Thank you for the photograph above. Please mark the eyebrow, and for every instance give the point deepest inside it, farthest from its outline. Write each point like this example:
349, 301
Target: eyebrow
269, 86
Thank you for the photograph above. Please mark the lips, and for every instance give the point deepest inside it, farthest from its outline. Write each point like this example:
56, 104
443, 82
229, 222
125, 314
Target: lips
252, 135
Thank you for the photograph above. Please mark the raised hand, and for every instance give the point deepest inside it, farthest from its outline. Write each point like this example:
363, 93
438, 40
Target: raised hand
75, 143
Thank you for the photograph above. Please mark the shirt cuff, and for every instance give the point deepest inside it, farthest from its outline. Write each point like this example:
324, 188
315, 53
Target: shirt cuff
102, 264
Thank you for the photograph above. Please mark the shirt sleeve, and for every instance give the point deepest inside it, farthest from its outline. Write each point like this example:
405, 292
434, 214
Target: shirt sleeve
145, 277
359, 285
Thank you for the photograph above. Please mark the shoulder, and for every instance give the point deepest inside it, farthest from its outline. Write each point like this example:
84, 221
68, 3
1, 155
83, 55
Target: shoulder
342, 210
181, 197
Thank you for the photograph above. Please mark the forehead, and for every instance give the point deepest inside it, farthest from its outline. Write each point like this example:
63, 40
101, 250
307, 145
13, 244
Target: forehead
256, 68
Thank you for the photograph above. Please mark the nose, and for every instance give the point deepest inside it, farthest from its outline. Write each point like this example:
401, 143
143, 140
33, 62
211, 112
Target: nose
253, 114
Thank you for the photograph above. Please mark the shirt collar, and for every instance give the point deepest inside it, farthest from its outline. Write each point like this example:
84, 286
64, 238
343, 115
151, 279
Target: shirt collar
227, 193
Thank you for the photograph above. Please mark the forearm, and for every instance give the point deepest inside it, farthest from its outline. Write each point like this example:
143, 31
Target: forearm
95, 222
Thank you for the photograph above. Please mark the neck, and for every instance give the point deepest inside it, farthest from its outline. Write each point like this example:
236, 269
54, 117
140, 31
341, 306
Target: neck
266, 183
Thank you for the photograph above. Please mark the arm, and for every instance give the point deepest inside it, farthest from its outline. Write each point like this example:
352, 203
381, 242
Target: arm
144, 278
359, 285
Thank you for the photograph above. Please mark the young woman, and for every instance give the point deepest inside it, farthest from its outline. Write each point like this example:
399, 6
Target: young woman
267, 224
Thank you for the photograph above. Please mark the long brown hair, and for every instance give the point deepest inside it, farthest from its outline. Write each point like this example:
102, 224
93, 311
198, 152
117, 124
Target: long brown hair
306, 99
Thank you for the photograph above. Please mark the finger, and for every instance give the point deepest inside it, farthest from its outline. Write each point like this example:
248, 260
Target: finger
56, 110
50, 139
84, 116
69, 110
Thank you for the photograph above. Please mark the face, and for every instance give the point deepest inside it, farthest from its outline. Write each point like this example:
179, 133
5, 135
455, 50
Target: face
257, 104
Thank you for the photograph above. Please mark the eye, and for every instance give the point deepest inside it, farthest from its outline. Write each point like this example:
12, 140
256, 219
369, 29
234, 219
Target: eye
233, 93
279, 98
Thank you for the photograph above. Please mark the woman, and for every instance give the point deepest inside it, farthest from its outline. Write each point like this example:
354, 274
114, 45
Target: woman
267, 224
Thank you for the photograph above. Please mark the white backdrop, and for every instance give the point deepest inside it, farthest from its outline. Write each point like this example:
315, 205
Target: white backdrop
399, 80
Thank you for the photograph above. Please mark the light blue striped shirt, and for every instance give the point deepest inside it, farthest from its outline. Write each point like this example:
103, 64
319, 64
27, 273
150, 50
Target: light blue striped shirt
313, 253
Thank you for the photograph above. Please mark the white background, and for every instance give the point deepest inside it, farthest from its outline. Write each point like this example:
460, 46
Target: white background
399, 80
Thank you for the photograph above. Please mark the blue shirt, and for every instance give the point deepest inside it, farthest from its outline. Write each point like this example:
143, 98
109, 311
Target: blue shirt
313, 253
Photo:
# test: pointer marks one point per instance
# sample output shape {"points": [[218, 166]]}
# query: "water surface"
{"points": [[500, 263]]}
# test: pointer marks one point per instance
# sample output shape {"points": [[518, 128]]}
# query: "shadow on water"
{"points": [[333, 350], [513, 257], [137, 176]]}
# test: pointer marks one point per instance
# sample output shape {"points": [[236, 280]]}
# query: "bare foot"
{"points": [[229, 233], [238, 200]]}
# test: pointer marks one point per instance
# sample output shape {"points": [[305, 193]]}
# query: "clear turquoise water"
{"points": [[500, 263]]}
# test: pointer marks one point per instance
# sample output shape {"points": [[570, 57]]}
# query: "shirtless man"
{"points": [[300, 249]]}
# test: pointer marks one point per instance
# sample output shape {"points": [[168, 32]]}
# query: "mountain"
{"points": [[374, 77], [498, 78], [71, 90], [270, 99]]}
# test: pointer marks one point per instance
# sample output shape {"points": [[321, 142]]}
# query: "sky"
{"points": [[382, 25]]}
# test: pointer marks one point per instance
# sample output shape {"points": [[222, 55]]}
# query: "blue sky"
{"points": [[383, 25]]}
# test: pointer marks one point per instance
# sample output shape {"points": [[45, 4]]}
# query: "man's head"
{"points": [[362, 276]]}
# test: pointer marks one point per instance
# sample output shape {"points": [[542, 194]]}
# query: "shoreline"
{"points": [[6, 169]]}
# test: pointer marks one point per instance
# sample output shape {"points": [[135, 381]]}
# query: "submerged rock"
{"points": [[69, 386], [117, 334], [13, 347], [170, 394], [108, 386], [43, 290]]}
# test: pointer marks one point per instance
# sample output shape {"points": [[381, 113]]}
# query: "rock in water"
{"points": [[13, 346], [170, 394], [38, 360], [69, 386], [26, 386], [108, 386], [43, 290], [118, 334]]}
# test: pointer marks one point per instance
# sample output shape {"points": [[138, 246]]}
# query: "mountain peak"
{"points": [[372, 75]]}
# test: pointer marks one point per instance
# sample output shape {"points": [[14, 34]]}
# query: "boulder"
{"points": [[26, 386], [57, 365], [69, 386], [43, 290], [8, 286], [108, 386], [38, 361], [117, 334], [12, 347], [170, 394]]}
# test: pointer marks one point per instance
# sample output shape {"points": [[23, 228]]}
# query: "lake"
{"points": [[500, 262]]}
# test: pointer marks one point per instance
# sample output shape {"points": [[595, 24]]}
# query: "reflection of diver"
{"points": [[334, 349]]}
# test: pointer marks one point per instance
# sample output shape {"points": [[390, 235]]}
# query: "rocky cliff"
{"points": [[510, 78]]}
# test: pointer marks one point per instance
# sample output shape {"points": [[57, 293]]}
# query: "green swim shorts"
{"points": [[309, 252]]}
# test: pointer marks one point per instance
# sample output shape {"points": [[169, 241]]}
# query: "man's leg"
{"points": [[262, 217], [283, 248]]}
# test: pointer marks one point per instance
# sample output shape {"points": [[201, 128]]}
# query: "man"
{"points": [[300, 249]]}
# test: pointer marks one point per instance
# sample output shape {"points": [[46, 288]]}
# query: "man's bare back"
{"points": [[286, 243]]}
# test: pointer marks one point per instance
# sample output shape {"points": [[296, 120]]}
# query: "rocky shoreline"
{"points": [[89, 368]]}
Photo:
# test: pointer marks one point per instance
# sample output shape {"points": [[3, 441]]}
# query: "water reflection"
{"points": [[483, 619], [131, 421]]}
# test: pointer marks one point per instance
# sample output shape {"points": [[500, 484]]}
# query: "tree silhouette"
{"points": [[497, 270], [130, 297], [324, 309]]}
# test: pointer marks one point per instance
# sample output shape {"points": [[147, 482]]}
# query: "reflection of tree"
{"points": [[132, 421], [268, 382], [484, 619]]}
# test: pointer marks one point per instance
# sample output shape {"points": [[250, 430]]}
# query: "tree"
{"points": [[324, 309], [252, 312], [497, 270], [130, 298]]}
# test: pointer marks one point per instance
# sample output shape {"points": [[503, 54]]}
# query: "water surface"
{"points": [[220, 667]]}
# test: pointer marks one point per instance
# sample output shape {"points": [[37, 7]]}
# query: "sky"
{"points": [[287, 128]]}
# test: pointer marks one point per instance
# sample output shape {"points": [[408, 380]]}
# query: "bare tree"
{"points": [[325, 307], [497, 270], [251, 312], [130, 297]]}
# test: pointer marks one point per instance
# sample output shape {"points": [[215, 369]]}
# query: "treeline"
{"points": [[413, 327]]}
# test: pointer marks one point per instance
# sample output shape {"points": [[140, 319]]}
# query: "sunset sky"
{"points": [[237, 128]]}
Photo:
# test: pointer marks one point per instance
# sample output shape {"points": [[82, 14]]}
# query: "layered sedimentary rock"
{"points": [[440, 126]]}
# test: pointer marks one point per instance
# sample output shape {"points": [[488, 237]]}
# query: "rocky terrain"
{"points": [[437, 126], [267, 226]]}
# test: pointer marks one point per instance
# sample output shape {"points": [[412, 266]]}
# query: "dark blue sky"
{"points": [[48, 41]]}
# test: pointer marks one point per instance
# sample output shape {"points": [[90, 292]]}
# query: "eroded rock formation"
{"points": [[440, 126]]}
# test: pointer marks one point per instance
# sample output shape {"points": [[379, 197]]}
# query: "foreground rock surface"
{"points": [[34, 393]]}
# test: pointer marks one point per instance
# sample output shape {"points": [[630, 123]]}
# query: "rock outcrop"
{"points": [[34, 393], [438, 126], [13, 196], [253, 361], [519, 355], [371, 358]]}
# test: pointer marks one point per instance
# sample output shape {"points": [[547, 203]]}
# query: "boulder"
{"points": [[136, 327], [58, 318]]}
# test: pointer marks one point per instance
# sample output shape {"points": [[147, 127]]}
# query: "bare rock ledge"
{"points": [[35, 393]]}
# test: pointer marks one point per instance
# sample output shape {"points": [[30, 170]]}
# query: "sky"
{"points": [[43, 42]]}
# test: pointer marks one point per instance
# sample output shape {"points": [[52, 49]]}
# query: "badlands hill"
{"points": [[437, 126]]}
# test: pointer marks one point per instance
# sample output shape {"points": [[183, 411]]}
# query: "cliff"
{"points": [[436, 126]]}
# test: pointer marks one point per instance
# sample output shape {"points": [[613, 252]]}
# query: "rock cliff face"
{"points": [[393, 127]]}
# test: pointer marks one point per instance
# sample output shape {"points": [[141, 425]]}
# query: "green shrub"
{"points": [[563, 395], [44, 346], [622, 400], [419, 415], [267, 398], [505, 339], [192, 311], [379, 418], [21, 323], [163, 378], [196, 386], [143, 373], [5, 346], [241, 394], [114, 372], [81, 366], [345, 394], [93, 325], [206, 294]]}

==============================

TASK DESCRIPTION
Pull out every line of the listing above that contains the string "hand", matching case exactly.

ANSWER TO THE PROBLEM
Thank you for the photograph above. Please mark the raised hand, and for every instance give the point deepest inside it, farthest from its outline. Write each point like this example:
Target: raised hand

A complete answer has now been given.